» EXTRACT PROVIDED
===
Digital illustration of a girl kneeling over a cardboard box in front of her closet.
Haylee Bohm/Daily

Sometimes I feel like the eight months I spent in Ann Arbor during my freshman year didn’t actually happen. When I reflect on certain memories — studying in the Law Library, eating No Thai with friends, watching people walk down below from high up in the Hatcher Stacks — they don’t seem real. Instead, freshman year feels like a scene from a TV show. I see myself act out a character that doesn’t really exist. My ties to Ann Arbor have slowly eroded throughout these last four summer months, and now there is nothing left to connect me to this place except memories I can’t bring myself to trust. 

This disconnect stems from the fact that, as a freshman, terrified by loneliness and rejection, I often pretended to be someone I was not. I shoved my true personality to the back of my mind as I attempted to please everyone I met. I wanted so desperately to be loved and wanted that I did anything to form relationships, even if that meant lying to myself and others by consciously obscuring parts of myself that I deemed “unworthy” or “uncool”. I would conceal my true interests and bite my tongue when something bothered me just so I could be seen as laid-back and intriguing. But now, when I replay moments from my freshman year in my head, every scene or emotion just seems insincere. The person in those moments is not actually me, but someone else. Someone that I don’t even know, with her fake laugh and her fake smile that aren’t mine. She is the one who went through her freshman year at the University of Michigan, not me, which is why my memories of the past school year don’t seem genuine or tangible.
===
» PROVIDED RECORDS
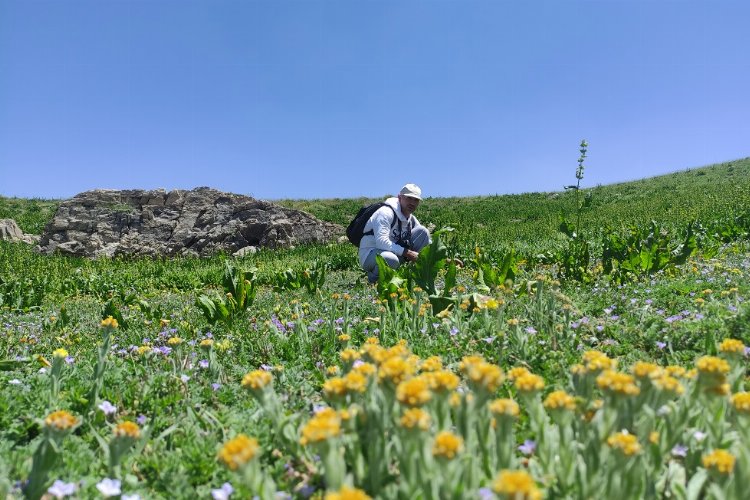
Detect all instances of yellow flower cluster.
[544,391,576,411]
[396,376,432,406]
[218,434,260,470]
[732,392,750,415]
[432,431,464,459]
[324,486,372,500]
[114,421,141,439]
[607,431,641,456]
[702,450,735,475]
[492,470,542,500]
[300,408,341,445]
[44,410,78,431]
[339,349,361,363]
[596,370,641,396]
[242,370,273,391]
[400,408,432,431]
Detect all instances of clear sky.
[0,0,750,199]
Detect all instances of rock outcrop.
[0,219,39,245]
[39,187,344,257]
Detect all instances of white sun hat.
[398,184,422,200]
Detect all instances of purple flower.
[47,479,78,498]
[99,399,117,415]
[211,483,234,500]
[518,439,536,455]
[96,477,122,497]
[672,444,688,458]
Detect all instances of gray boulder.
[39,187,344,257]
[0,219,39,245]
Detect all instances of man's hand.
[403,250,419,262]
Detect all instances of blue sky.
[0,0,750,199]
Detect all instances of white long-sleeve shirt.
[359,197,419,265]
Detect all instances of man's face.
[398,194,419,217]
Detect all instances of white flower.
[96,477,122,497]
[211,483,234,500]
[99,399,117,415]
[47,479,78,498]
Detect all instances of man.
[359,184,431,283]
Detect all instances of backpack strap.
[362,203,401,236]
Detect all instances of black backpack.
[346,201,398,247]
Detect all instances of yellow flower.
[339,349,360,363]
[492,469,542,500]
[114,421,141,439]
[300,408,341,445]
[432,431,464,459]
[508,366,531,382]
[396,377,432,406]
[732,392,750,415]
[664,365,687,377]
[44,410,78,431]
[242,370,273,391]
[219,434,260,470]
[514,373,544,393]
[719,339,745,356]
[702,450,735,475]
[400,408,431,431]
[544,391,576,411]
[52,348,68,359]
[324,486,372,500]
[582,351,617,372]
[607,431,641,456]
[596,370,641,396]
[99,316,120,329]
[630,361,662,379]
[421,356,443,372]
[489,399,521,418]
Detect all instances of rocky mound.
[39,187,344,257]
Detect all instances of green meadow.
[0,158,750,499]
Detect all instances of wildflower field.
[0,159,750,499]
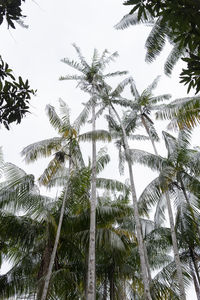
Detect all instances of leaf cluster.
[0,57,36,130]
[124,0,200,93]
[0,0,25,29]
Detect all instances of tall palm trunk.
[41,154,71,300]
[87,103,97,300]
[189,261,200,300]
[141,116,186,300]
[165,192,186,300]
[112,106,152,300]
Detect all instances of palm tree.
[95,84,151,299]
[130,130,199,300]
[60,44,127,300]
[22,100,86,300]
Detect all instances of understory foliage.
[0,45,200,300]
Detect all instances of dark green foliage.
[0,57,35,129]
[0,0,25,29]
[124,0,200,93]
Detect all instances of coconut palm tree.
[22,99,86,300]
[130,130,199,300]
[60,44,127,300]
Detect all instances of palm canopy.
[21,99,89,185]
[60,44,127,94]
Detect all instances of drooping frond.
[154,194,166,227]
[102,71,128,78]
[21,137,62,163]
[130,78,140,100]
[59,75,84,81]
[97,178,130,193]
[101,51,119,69]
[61,58,85,73]
[145,17,168,62]
[0,147,4,178]
[73,99,93,132]
[46,104,63,132]
[164,44,185,75]
[38,157,62,185]
[128,134,149,141]
[72,43,90,71]
[59,98,70,128]
[130,149,165,171]
[112,77,132,98]
[96,147,110,174]
[162,131,178,158]
[138,177,161,211]
[145,75,161,94]
[156,96,200,129]
[79,130,111,142]
[149,94,171,106]
[115,12,154,30]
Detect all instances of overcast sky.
[0,0,196,300]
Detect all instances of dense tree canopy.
[118,0,200,93]
[0,57,35,129]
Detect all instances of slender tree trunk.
[189,247,200,286]
[103,272,108,300]
[109,269,115,300]
[179,177,200,240]
[165,191,186,300]
[189,261,200,300]
[41,155,71,300]
[141,116,186,300]
[112,106,152,300]
[87,104,96,300]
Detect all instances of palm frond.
[72,43,90,71]
[145,75,161,94]
[112,77,132,98]
[156,96,200,129]
[102,71,128,78]
[59,75,84,81]
[46,104,63,131]
[96,147,110,174]
[59,98,70,128]
[97,178,130,193]
[130,149,165,171]
[149,94,171,105]
[21,137,62,163]
[164,44,185,75]
[61,58,85,73]
[138,177,161,212]
[115,14,154,30]
[145,17,167,62]
[79,130,111,142]
[38,157,62,185]
[73,99,93,132]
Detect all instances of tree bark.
[41,151,71,300]
[87,103,97,300]
[165,191,186,300]
[112,106,152,300]
[141,116,186,300]
[189,261,200,300]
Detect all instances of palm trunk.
[189,261,200,300]
[87,104,96,300]
[141,116,186,300]
[112,106,152,300]
[165,192,186,300]
[41,155,71,300]
[189,247,200,286]
[103,272,108,300]
[179,177,200,240]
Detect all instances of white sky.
[0,0,198,300]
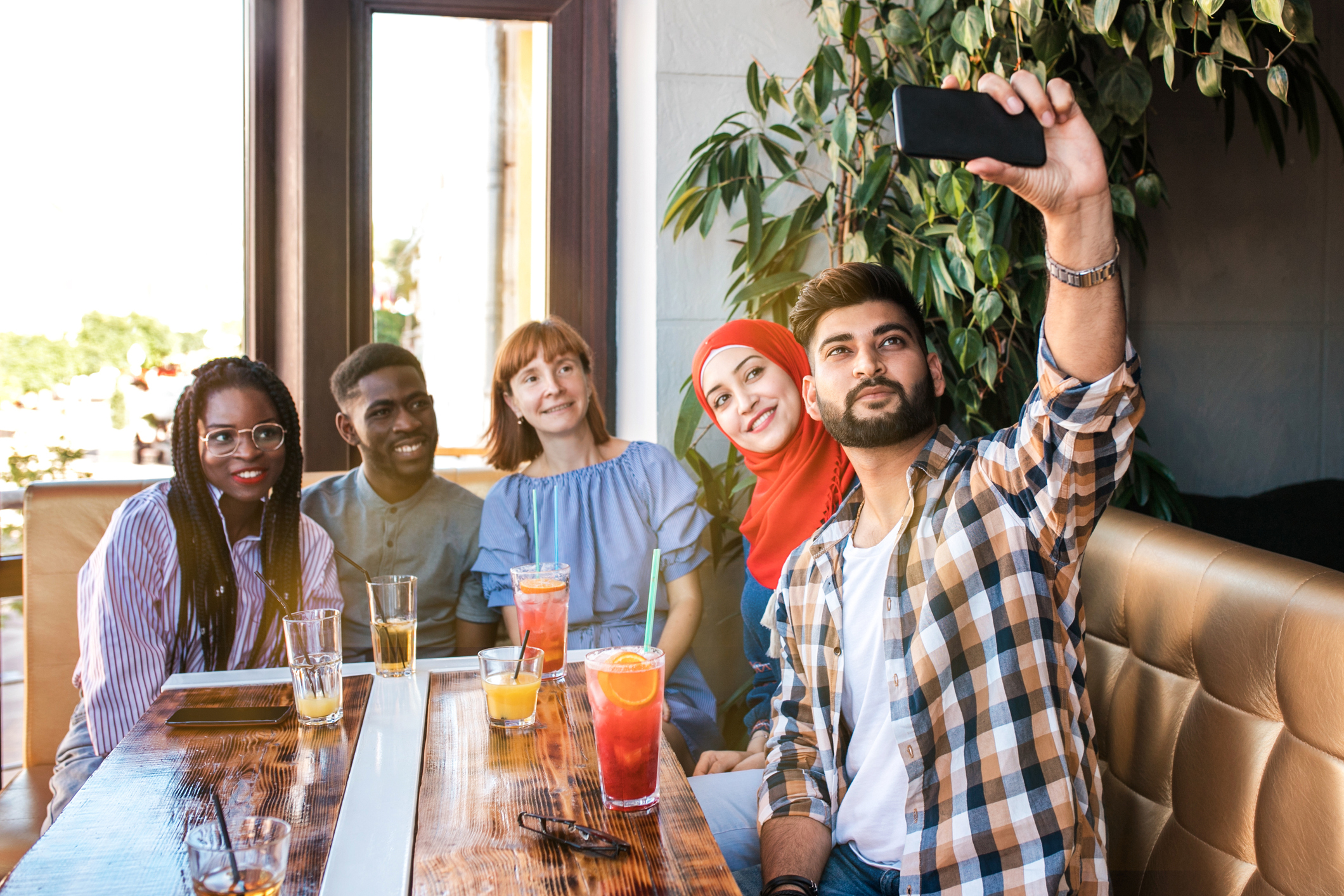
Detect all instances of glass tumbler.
[285,610,344,726]
[367,575,415,679]
[508,563,570,681]
[583,648,664,811]
[475,646,546,728]
[187,816,289,896]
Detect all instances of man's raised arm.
[943,70,1125,383]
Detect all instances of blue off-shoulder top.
[472,442,721,753]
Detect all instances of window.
[371,12,551,449]
[0,0,245,782]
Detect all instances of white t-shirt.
[835,525,915,867]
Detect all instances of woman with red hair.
[691,320,853,774]
[472,317,723,771]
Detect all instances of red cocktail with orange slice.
[583,648,664,811]
[509,563,570,680]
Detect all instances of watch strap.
[761,874,817,896]
[1045,239,1120,289]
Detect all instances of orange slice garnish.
[597,651,659,709]
[517,579,566,594]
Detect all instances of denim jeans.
[690,769,763,872]
[742,539,780,731]
[42,700,102,833]
[732,843,900,896]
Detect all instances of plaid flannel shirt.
[759,336,1144,896]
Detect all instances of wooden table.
[0,650,738,896]
[4,675,372,896]
[411,663,738,896]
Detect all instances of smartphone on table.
[168,707,293,727]
[891,85,1045,168]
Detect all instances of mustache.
[844,376,908,411]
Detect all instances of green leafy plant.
[662,0,1344,542]
[0,438,93,489]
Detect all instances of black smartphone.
[168,707,293,726]
[893,85,1045,168]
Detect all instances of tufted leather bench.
[1082,508,1344,896]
===
» CHALLENGE 1
In the essay about freshman year in Ann Arbor, how many months did the writer spend in Ann Arbor during that year?
» CHALLENGE 2
Extend the essay about freshman year in Ann Arbor, picking up after its final sentence.
The rows were drawn from a separate source.

» FINAL RESULT 1
Eight months.

» FINAL RESULT 2
Who I am in Ann Arbor is not who I am at home — a place where I don’t feel pressure to be someone I’m not. When I am in my hometown, I can allow myself to expose the parts of my being that I don’t want anyone else to see. I can lean back into my interests that I masked due to the fear of judgment, like my love for Game of Thrones or my passion for grandma-esque activities like knitting. I can embrace the intricacies of how I like to operate; I can stay in at night without forcing myself into extroversion to avoid falling behind. I can clean my room without feeling like I might be judged for being up-tight. I can relish in every part of myself that felt too personal, too me, to display to those I had surrounded myself with. Thus, being back in Indiana for the summer allowed me to settle into a personality that I hadn’t adorned in a long time. The genuineness of my true self wrapped around me like a comfortable embrace I never wanted to let go of. I know who I am in my hometown. I’m free to relax, to let my words flow openly out of my mouth without overthinking them and to laugh the way I always have. I know the roads like the back of my hand. I know all the restaurants. I know who to trust and who to turn away from. The familiarity coursed through my veins and rushed to my head, silencing all the uncertainty I had carried back from the University. 

As I relaxed in the company of my childhood friends and ate ice cream with my sister while we watched the sunset from my car, I found it increasingly difficult to conjure up my life in Ann Arbor. At the beginning of summer, I took my fake college persona and put it in a storage box, where it sat all summer collecting dust. I easily forgot about it as I became engrossed in the rhythm of my summer routine. It was easy to forget my self-hatred from freshman year. It was easy to separate myself into two versions, to identify my obvious dual existence which encapsulates both my college persona and my true persona.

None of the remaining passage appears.